Jornal Estado de Minas

ENVELHECIMENTO

Saber envelhecer: além das marcas do tempo


Ficar velho pode acontecer em qualquer época da vida. A questão do envelhecimento tem muito mais a ver com um marcador interno de experiência de vida, do que propriamente uma questão temporal externa, de calendário, dos anos que se passam. É o que considera a psiquiatra Maria Francisca Mauro. "O ponto principal de se estar velho é quando a pessoa deixa de lado a sua proposta de aprender ou de se responsabilizar por uma vida que lhe dê prazer e envolvimento, em que ela se localiza no seu tempo histórico e também naquilo que contribui para a sua construção de vida e de sentido."




 
Sob a análise de Maria Francisca, talvez hoje seja mais difícil o envelhecimento do ponto de vista subjetivo, pois o contexto da cultura moderna é o do tempo rápido, da não raiz, da não localização, do descarte dos costumes que pode ser perigoso no sentido do respeito às tradições, e da própria ancestralidade, em suas palavras.

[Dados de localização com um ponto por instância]
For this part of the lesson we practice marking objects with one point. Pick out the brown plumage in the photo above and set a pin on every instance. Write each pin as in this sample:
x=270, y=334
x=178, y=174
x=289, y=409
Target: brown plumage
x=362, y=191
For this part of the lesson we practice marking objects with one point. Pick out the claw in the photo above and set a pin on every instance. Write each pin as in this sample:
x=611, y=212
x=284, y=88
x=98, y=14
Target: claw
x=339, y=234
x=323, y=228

_Tarefas propostas_:
• A. Liste as características pelas quais o texto sobre envelhecimento descreve o contexto da cultura moderna.
• B. Reproduza, do texto sobre envelhecimento, tudo o que vai de "Sob a análise" até "em suas palavras.".

_Respostas por tarefa_:
• A.
- tempo rápido
- não raiz
- não localização
- descarte dos costumes

• B.
Sob a análise de Maria Francisca, talvez hoje seja mais difícil o envelhecimento do ponto de vista subjetivo, pois o contexto da cultura moderna é o do tempo rápido, da não raiz, da não localização, do descarte dos costumes que pode ser perigoso no sentido do respeito às tradições, e da própria ancestralidade, em suas palavras.